§ **WHAT IS REQUIRED**: Beginning at the line that contains "indicate the stone", transcribe every line up to the last one in the material below. Include no other lines.
____________________
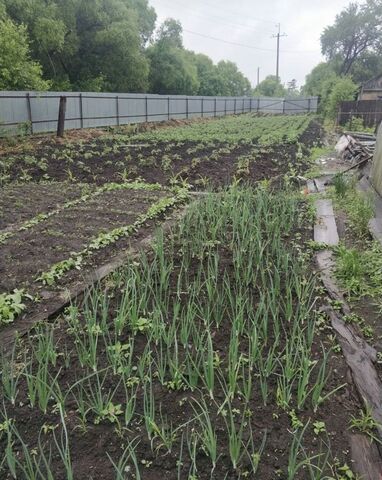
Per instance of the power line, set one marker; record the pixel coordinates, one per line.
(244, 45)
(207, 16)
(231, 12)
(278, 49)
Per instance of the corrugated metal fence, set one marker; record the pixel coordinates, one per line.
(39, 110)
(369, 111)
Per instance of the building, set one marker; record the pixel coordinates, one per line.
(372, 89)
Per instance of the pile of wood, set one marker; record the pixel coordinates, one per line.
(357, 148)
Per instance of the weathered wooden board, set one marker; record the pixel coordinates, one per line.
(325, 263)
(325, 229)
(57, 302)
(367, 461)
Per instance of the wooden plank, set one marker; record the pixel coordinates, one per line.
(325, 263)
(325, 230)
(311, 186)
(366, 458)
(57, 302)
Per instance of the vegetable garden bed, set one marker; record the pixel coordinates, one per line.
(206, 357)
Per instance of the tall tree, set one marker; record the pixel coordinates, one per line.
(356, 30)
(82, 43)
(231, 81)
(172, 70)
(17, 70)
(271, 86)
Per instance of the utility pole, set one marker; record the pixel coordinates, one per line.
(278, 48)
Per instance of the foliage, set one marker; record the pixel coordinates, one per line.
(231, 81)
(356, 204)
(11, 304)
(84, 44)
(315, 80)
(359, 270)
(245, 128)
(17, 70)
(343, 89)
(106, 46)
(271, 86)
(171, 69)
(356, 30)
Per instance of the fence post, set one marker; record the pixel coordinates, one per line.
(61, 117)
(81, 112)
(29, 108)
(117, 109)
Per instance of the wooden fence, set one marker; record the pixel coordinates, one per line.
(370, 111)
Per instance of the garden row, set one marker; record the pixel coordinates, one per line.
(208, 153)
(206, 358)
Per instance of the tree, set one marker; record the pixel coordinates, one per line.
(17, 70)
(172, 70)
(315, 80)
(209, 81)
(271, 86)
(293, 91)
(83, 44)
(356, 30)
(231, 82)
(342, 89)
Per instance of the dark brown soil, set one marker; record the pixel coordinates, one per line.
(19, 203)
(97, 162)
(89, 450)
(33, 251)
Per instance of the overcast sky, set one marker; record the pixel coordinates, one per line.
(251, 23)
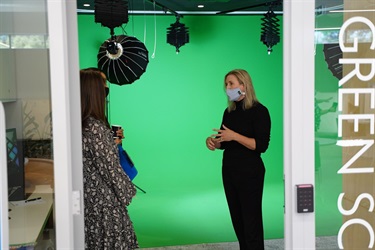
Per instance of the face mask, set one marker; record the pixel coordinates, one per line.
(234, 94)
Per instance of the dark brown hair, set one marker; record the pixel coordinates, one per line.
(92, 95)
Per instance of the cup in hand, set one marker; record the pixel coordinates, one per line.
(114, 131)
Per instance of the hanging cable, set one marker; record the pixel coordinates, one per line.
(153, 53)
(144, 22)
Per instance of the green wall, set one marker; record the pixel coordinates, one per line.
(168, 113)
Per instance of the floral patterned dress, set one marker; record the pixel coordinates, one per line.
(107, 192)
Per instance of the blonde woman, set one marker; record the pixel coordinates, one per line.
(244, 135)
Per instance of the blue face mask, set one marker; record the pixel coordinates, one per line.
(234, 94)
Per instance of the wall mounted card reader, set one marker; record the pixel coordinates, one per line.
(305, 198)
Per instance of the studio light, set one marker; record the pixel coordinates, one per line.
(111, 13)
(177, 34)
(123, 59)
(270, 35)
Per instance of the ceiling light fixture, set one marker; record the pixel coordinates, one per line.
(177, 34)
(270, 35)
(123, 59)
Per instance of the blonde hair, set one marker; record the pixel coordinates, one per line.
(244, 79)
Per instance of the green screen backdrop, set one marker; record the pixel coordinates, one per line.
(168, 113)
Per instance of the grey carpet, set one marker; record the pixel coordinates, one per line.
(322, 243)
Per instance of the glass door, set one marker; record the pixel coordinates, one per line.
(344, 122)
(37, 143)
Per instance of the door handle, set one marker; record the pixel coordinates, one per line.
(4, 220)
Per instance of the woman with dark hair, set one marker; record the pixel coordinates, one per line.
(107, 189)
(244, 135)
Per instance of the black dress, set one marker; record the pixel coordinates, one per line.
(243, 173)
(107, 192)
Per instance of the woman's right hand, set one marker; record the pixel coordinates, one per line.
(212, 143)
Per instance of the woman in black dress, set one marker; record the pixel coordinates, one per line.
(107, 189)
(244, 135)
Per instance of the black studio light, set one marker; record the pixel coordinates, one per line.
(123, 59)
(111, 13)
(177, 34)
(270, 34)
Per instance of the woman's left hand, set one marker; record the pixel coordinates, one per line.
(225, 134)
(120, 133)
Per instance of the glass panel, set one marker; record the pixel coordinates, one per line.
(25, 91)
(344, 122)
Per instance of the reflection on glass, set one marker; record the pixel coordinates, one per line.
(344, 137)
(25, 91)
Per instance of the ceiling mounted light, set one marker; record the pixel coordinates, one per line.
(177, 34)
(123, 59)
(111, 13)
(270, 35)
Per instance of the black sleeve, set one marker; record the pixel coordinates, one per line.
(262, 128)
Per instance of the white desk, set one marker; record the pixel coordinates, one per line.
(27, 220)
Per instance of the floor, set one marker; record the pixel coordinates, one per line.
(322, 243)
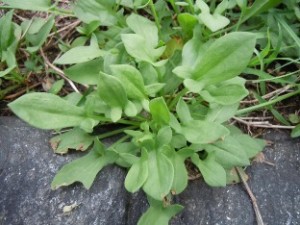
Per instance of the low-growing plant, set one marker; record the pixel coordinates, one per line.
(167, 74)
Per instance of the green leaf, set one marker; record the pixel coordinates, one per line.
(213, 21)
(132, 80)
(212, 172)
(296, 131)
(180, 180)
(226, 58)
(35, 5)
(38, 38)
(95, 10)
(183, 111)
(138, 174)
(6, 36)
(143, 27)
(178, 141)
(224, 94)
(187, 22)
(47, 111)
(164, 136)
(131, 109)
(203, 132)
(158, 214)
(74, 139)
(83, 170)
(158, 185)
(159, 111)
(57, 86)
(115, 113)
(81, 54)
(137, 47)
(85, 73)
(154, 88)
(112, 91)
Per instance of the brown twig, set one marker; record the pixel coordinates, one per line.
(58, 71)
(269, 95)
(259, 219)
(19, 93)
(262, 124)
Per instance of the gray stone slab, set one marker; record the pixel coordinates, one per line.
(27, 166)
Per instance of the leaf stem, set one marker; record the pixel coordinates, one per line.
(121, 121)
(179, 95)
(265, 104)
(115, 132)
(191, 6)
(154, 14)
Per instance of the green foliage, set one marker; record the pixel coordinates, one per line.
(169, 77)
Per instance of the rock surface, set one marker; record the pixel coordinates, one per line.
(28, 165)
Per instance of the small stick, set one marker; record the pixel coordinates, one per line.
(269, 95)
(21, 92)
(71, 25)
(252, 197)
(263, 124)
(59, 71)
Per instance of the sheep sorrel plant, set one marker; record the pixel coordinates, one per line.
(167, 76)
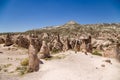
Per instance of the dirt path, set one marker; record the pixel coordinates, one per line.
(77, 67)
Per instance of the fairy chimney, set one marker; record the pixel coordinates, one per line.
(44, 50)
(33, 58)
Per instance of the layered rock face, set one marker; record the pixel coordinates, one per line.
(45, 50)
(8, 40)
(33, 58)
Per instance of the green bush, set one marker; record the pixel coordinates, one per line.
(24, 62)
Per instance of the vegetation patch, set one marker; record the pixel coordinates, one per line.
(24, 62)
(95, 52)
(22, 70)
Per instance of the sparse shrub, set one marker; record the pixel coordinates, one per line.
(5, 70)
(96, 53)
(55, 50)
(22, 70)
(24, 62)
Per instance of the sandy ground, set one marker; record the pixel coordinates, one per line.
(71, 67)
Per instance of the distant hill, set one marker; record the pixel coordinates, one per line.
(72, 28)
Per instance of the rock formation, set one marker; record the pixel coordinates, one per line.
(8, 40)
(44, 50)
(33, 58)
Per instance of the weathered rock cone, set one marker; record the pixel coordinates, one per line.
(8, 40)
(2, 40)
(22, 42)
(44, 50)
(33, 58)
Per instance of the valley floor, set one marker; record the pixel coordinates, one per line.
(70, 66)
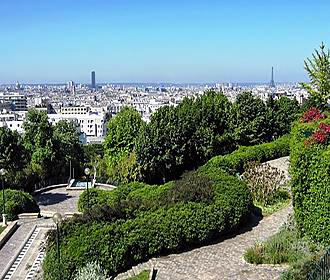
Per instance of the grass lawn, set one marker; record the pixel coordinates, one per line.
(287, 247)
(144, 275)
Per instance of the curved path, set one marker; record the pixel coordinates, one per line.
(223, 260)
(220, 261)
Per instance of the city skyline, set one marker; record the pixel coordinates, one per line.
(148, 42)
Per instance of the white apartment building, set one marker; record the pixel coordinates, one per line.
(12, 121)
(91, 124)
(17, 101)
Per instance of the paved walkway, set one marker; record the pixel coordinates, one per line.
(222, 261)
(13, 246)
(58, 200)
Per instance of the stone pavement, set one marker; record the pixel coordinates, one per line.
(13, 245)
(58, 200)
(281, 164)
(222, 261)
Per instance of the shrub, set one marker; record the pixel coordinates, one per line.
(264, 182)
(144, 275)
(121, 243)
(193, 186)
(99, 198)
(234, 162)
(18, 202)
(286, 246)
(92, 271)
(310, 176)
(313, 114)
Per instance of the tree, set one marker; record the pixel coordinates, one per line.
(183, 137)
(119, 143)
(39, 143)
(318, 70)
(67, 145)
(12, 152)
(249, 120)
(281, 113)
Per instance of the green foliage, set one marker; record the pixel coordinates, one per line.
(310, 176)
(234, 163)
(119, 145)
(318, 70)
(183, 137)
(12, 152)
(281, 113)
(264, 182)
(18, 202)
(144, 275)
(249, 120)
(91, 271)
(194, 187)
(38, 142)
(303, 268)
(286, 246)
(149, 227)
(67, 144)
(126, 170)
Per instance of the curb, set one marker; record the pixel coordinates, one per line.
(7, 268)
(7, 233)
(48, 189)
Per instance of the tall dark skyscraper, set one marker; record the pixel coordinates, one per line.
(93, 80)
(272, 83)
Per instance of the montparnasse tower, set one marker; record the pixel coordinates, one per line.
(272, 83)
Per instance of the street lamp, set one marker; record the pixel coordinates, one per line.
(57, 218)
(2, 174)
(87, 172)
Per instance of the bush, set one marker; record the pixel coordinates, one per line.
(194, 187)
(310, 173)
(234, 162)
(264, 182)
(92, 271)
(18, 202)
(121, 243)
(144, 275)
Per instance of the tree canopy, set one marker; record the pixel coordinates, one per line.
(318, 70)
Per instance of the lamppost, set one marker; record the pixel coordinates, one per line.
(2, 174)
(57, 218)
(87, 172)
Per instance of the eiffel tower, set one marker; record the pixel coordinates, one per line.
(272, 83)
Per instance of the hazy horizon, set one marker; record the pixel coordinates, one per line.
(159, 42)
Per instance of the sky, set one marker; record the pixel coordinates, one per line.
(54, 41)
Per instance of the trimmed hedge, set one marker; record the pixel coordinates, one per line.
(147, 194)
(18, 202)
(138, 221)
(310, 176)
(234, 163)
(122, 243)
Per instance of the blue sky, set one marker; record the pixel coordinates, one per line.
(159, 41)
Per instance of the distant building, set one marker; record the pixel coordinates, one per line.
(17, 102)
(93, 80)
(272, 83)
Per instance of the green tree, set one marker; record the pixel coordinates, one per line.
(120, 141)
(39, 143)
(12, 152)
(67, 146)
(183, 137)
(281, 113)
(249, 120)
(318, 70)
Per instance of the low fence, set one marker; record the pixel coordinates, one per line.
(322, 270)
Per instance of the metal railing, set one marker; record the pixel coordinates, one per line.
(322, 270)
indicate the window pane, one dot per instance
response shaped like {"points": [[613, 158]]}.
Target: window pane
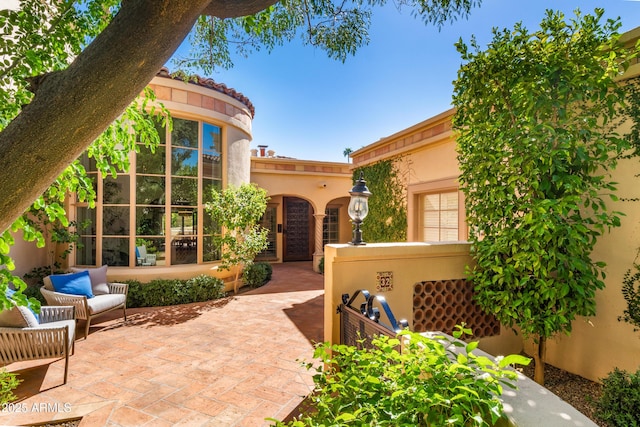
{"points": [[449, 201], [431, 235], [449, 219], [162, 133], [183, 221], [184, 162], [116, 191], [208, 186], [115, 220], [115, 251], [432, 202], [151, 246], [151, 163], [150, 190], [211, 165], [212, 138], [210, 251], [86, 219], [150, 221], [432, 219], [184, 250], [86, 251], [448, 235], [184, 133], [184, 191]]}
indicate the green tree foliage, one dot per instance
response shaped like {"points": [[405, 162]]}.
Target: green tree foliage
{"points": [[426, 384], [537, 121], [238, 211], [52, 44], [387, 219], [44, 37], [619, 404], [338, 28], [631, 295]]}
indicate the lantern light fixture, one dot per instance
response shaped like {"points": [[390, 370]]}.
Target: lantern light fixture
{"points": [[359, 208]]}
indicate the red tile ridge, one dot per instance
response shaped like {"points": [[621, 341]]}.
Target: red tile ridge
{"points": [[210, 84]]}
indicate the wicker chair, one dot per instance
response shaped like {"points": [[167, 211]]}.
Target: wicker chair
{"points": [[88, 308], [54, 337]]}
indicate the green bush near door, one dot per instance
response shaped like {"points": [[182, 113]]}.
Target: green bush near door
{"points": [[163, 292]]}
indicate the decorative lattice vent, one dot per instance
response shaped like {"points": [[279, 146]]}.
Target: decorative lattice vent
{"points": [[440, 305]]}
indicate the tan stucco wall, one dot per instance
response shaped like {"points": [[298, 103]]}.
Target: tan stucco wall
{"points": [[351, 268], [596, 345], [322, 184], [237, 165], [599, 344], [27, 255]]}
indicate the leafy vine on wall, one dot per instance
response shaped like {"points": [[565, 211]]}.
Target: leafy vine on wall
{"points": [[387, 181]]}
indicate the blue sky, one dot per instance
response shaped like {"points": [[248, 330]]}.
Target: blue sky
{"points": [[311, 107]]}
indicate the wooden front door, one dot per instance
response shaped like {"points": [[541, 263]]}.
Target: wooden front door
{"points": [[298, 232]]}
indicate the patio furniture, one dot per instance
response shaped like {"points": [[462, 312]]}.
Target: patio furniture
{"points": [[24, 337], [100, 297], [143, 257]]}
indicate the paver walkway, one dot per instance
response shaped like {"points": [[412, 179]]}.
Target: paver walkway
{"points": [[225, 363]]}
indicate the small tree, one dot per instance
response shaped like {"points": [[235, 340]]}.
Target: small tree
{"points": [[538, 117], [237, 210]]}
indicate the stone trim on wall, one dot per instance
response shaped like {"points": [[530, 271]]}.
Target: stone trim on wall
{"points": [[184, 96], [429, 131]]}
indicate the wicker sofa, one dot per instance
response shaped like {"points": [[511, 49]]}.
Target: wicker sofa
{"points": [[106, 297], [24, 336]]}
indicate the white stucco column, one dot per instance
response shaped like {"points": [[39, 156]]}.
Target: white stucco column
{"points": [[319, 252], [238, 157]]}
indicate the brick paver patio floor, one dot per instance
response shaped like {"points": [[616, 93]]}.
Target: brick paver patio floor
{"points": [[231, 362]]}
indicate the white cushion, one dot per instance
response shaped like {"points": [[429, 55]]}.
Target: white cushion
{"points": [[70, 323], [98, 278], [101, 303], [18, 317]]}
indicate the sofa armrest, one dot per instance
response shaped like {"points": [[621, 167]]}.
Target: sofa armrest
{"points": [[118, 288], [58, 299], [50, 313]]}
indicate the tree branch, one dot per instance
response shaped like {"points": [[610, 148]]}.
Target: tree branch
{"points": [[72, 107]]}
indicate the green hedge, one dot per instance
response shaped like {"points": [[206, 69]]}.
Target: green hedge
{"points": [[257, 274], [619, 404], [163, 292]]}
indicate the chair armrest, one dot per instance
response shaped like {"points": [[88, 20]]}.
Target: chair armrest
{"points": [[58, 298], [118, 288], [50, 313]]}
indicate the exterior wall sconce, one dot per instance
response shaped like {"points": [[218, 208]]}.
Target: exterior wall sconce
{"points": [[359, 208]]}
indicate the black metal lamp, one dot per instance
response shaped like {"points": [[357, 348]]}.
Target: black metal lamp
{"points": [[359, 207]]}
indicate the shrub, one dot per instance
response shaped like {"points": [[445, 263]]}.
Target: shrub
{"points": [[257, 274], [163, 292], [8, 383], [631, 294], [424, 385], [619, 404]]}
____________________
§ **WRITTEN SOLUTION**:
indicate the stone trim on wall, one dot per instance
response shaped like {"points": [[530, 271]]}.
Target: stone trim on wall
{"points": [[184, 96], [429, 131]]}
indicate the wicker sofa, one dot per instance
response shaped like {"points": [[511, 49]]}.
Target: wicker sofa
{"points": [[106, 297], [24, 336]]}
indicate the white stucco column, one dot per instance
response shaped like {"points": [[39, 156]]}.
Target: white stucco column
{"points": [[319, 252], [238, 157]]}
indicate the brick paver patio floor, one dot per instance
response shaped like {"points": [[616, 93]]}.
Target: brick paver patio floor
{"points": [[231, 362]]}
indicate the white cushion, one dot per instance
response shaped like {"points": [[429, 55]]}.
Target: white cushion
{"points": [[70, 323], [98, 278], [101, 303], [18, 317]]}
indicate the sofa armrest, one dot per instance
response shaped like {"points": [[621, 167]]}.
Target: sofa armrest
{"points": [[118, 288], [58, 299], [50, 313]]}
indicate the tree branch, one dot per instance
response shaped like {"points": [[610, 148]]}.
Target: tree branch
{"points": [[72, 107]]}
indicate the green hedge, one dot per instance
response shaped like {"points": [[206, 69]]}.
Target: green hedge
{"points": [[257, 274], [619, 404], [163, 292]]}
indicate the chair armrest, one dot per instance
response shaped like {"points": [[88, 20]]}.
Target: chair armrest
{"points": [[58, 298], [118, 288], [50, 313]]}
indicate the exterior wall sconce, one dot per instance
response shaped like {"points": [[218, 208]]}.
Target: exterior wall sconce
{"points": [[359, 208]]}
indicate the black metal lamp, one dot per instance
response shaped like {"points": [[357, 348]]}.
Target: black metal lamp
{"points": [[359, 207]]}
indicate the shrub, one dot per instance
response shaped like {"points": [[445, 263]]}.
Target: shrub
{"points": [[257, 274], [163, 292], [8, 383], [631, 294], [424, 385], [619, 404]]}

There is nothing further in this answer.